**STATED GOAL:** Rewrite the records below, changing "epaulette" to "shoulder board" and leaving everything else untouched. Omit the pictures from your output.

-----

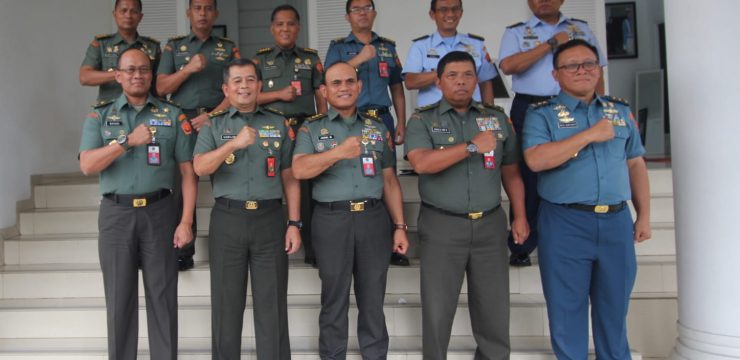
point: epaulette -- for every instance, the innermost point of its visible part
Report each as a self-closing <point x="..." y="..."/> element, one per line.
<point x="387" y="40"/>
<point x="477" y="37"/>
<point x="217" y="113"/>
<point x="316" y="117"/>
<point x="616" y="99"/>
<point x="103" y="103"/>
<point x="420" y="38"/>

-----

**TASK RESULT:**
point: shoulder board -- for every instance, the innermost point of its visible part
Report each as a self-closing <point x="..." y="..."/> element, one per line.
<point x="387" y="40"/>
<point x="477" y="37"/>
<point x="217" y="113"/>
<point x="316" y="117"/>
<point x="616" y="99"/>
<point x="103" y="103"/>
<point x="420" y="38"/>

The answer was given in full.